• WORK ORDER: Please retype the data below in full.

• MATERIAL FOR THIS TASK:
——————————

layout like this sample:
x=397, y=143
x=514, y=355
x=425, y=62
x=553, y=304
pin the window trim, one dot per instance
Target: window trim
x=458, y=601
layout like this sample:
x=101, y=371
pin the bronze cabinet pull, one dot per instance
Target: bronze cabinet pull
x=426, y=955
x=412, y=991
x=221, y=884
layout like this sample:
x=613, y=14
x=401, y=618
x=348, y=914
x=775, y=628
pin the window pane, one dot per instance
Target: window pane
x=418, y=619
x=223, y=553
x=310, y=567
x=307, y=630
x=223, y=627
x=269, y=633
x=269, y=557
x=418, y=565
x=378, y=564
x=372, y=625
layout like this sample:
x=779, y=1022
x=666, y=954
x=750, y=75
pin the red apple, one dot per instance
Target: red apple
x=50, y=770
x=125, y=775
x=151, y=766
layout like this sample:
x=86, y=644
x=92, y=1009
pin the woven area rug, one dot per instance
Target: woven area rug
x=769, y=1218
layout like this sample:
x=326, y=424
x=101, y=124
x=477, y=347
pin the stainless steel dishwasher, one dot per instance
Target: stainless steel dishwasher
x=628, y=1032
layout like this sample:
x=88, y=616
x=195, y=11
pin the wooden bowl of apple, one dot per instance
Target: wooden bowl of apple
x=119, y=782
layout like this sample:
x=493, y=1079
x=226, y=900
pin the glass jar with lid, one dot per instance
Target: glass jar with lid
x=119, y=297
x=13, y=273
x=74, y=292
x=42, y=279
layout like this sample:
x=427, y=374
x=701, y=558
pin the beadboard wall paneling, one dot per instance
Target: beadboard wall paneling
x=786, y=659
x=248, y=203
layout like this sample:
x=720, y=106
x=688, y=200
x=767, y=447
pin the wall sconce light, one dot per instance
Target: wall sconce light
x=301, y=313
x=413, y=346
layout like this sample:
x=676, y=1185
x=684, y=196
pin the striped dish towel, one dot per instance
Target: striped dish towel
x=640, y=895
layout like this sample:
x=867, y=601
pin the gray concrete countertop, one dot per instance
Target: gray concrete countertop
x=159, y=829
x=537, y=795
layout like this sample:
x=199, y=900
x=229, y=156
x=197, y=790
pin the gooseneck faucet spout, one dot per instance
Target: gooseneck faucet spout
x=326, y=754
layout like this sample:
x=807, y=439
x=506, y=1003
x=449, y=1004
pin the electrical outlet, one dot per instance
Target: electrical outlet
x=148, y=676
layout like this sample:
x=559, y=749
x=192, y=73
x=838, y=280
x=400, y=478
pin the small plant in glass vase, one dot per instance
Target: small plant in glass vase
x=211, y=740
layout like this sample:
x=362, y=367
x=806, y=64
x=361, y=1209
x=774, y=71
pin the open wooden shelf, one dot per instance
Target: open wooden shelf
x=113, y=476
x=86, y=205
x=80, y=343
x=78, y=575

——————————

• ANSWER TO THIS PROBLEM:
layout like this sample:
x=397, y=143
x=514, y=355
x=425, y=62
x=553, y=304
pin the window trim, one dot per instance
Target: window trim
x=458, y=601
layout like this sample:
x=101, y=371
pin the bronze cabinet pull, one dot per instance
Target: bronze cabinet pull
x=426, y=955
x=412, y=991
x=221, y=884
layout like this sample:
x=613, y=14
x=401, y=618
x=348, y=914
x=775, y=628
pin the window pane, one dot per instance
Target: window pane
x=418, y=619
x=223, y=553
x=310, y=567
x=307, y=630
x=223, y=627
x=269, y=633
x=269, y=557
x=418, y=565
x=378, y=564
x=372, y=625
layout like this sample:
x=779, y=1022
x=666, y=954
x=750, y=75
pin the red apple, one dot per instance
Target: red apple
x=50, y=770
x=125, y=775
x=151, y=766
layout like this sample:
x=86, y=644
x=92, y=1009
pin the woven area rug, one dot per instance
Target: woven area rug
x=769, y=1218
layout like this sample:
x=326, y=424
x=101, y=124
x=477, y=347
pin the stainless steel dishwasher, one dot per instance
Target: stainless steel dishwasher
x=628, y=1032
layout like this sample:
x=88, y=616
x=195, y=11
pin the wooden bowl of apple, one dot per instance
Target: wooden bowl of apple
x=119, y=782
layout like this sample:
x=493, y=1079
x=226, y=900
pin the glass jar with lid, one dot per instance
Target: glass jar with lid
x=119, y=297
x=13, y=273
x=74, y=292
x=42, y=279
layout like this sample:
x=427, y=374
x=701, y=558
pin the beadboard wall paneling, one dot per instance
Target: beadboard wall paneling
x=786, y=659
x=248, y=203
layout like this sample:
x=720, y=106
x=688, y=200
x=767, y=447
pin the wall sconce light, one dot per instance
Target: wall sconce light
x=301, y=313
x=413, y=346
layout like this sample:
x=676, y=1185
x=684, y=196
pin the striped dish towel, one dot per instance
Target: striped dish towel
x=640, y=895
layout like this sample:
x=867, y=601
pin the gray concrete countertop, one dot per instance
Target: gray concrete countertop
x=159, y=829
x=537, y=795
layout like this sample:
x=199, y=900
x=229, y=156
x=197, y=790
pin the gooseneck faucet spout, one dot per instance
Target: gooseneck faucet spout
x=326, y=754
layout like this sample:
x=807, y=439
x=506, y=1003
x=449, y=1004
pin the electrical outlet, one dot per instance
Target: electrical outlet
x=148, y=676
layout like this sample:
x=559, y=749
x=192, y=73
x=838, y=280
x=400, y=478
pin the small plant in glass vase, one dot per instance
Target: small plant in glass vase
x=211, y=740
layout like this sample:
x=362, y=367
x=806, y=64
x=361, y=1209
x=774, y=71
pin the open wooden shelf, one dot per instance
Target: open wooden shelf
x=113, y=476
x=86, y=205
x=80, y=343
x=78, y=575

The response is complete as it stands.